Selection »

These were the key factors that gave me direction, and I ended up a professor in biochemistry.
An integral part of me, as of everyone, is my sexuality. I knew I was gay at a young age — probably around 11 or so, but it is hard to pin down the exact time I put two and two together. The world was blatantly homophobic back in the mid-1980s to early ’90s — it was the peak of the AIDS epidemic — but I was always sure that the way I felt was fundamentally normal despite a culture that pushed other ideas.
I was confronted from a very young age with the reality that the default templates for how to live life did not fit me. I was expected to marry a woman and have kids. And though my parents, friends and teachers were kind and sympathetic, they lacked firsthand experience of being gay, so even if they’d known, they couldn’t have provided me with alternatives.

Required tasks »
a - Copy the essay excerpt above word for word, between "These were the" and "me with alternatives.", inclusive.
b - Answer these questions using the essay excerpt above:
(i) In what field did the writer end up a professor?
(ii) At roughly what age did the writer know about being gay?
(iii) What was the writer expected to do?

Records from a point labeling set
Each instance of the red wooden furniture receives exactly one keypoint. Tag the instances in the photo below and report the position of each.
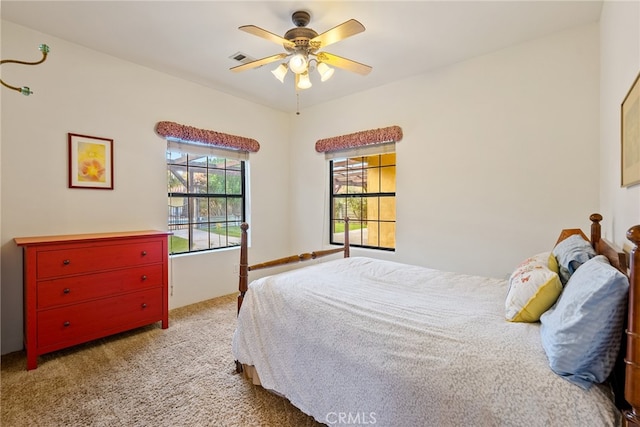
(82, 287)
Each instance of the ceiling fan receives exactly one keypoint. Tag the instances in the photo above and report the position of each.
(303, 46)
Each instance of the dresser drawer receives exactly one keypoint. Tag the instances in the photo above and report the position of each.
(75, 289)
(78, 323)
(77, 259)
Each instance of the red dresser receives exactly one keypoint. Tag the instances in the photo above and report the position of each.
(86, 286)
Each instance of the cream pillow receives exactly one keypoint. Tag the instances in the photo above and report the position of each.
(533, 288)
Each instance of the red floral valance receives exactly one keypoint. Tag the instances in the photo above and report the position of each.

...

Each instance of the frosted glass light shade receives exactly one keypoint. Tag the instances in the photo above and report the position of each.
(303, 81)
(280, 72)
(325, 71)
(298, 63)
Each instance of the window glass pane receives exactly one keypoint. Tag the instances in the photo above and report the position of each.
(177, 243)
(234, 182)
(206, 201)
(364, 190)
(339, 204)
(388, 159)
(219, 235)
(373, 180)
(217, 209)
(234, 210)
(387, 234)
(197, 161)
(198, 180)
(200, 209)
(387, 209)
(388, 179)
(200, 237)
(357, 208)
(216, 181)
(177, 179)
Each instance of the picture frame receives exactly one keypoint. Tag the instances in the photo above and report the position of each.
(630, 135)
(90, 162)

Results of the exercise »
a -
These were the key factors that gave me direction, and I ended up a professor in biochemistry.
An integral part of me, as of everyone, is my sexuality. I knew I was gay at a young age — probably around 11 or so, but it is hard to pin down the exact time I put two and two together. The world was blatantly homophobic back in the mid-1980s to early ’90s — it was the peak of the AIDS epidemic — but I was always sure that the way I felt was fundamentally normal despite a culture that pushed other ideas.
I was confronted from a very young age with the reality that the default templates for how to live life did not fit me. I was expected to marry a woman and have kids. And though my parents, friends and teachers were kind and sympathetic, they lacked firsthand experience of being gay, so even if they’d known, they couldn’t have provided me with alternatives.

b -
(i) Biochemistry
(ii) Probably around 11
(iii) Marry a woman and have kids